Set task:
Write out the material again word for word, dropping any images it holds.

Provided records:
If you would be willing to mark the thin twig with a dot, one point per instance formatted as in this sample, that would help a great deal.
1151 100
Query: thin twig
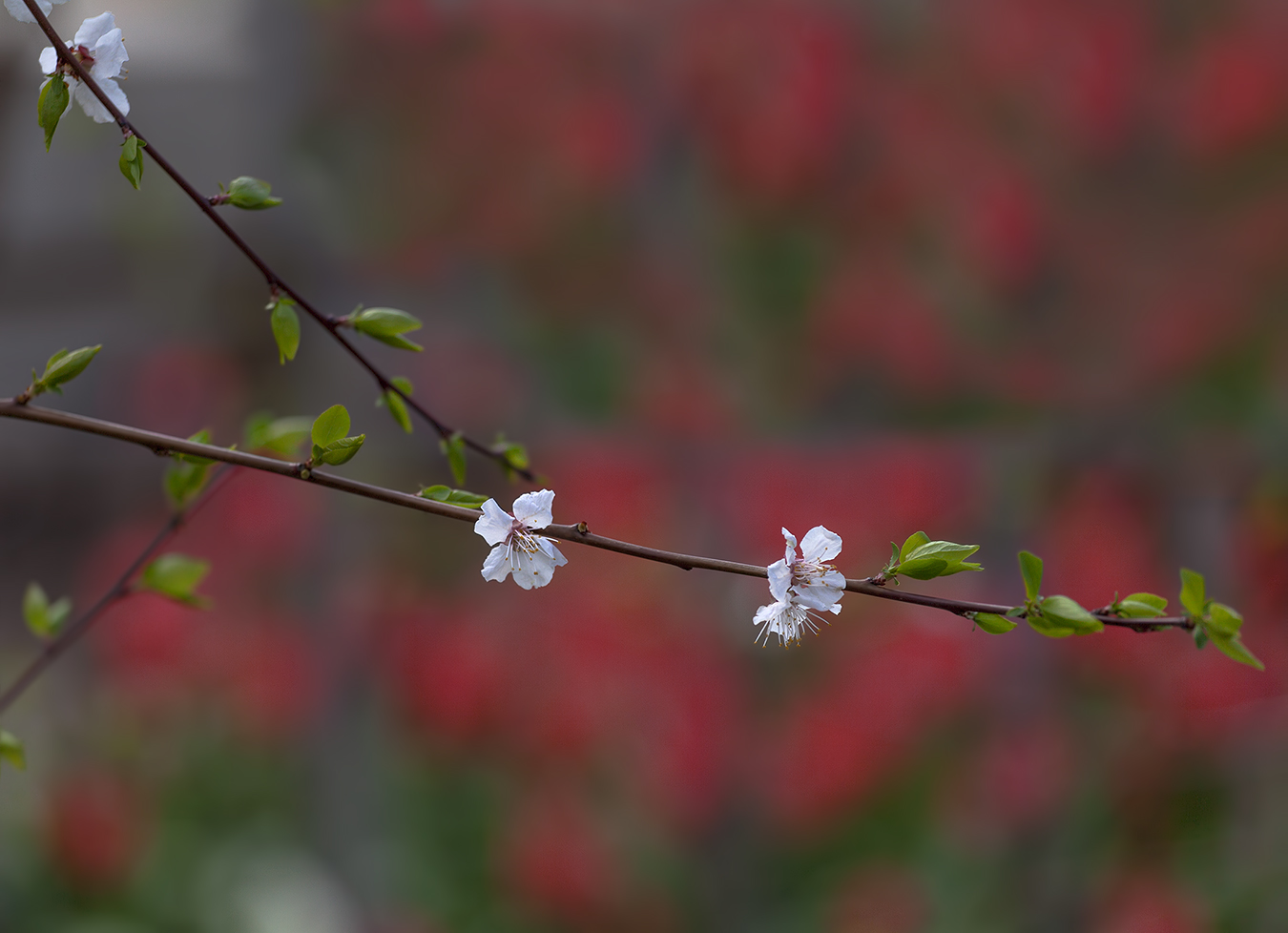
576 533
117 591
332 325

Correct result:
If you would be willing to mark the thin twig with a dot, one point per instance formatted as in this sample, that would help a great deal.
1151 100
Query: thin twig
576 533
117 591
332 325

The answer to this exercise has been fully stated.